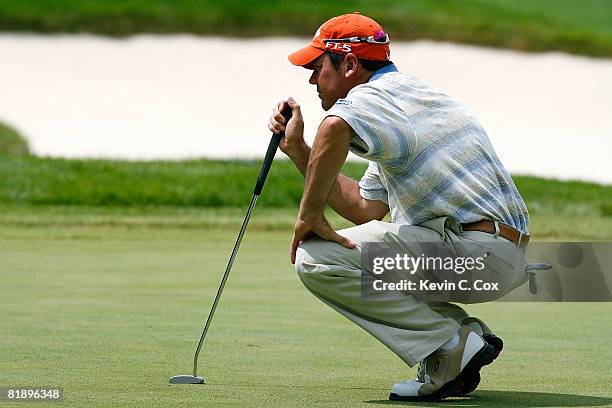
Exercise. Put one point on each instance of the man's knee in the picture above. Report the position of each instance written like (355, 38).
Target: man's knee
(306, 261)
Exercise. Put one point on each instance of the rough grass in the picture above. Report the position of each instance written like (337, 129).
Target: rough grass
(11, 142)
(217, 183)
(109, 313)
(575, 26)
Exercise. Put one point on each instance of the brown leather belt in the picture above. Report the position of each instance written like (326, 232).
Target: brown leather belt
(505, 231)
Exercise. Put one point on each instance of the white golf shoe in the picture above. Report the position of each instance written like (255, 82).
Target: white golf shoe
(443, 372)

________________________________________

→ What you have to do: Turn all the items above into a two-column CSV with the headers text and answer, one row per item. Put each item's text and its answer in a single quoted field with line breaks replaced by spaces, and leave the pictures out.

→ Correct result:
text,answer
"Exercise. Put one point on each instance of the man's knee in the picture above. Report the position of each instance written like (355, 38). Target: man's knee","(306, 261)"
"Exercise. Put one point on each instance of the rough grass in the picture above. Report the position of each instance written like (337, 129). Target: rough grass","(11, 142) (217, 183) (109, 313) (575, 26)"
"Exercise. Put one point on each instance of the brown leather belt in the picture above. Report the position of each instance written like (326, 232). Target: brown leather belt","(505, 231)"
"Exercise. Put one point on each instance of the white golf shoe in the picture above. Report the position of each instance written like (255, 82). Target: white golf shoe","(443, 372)"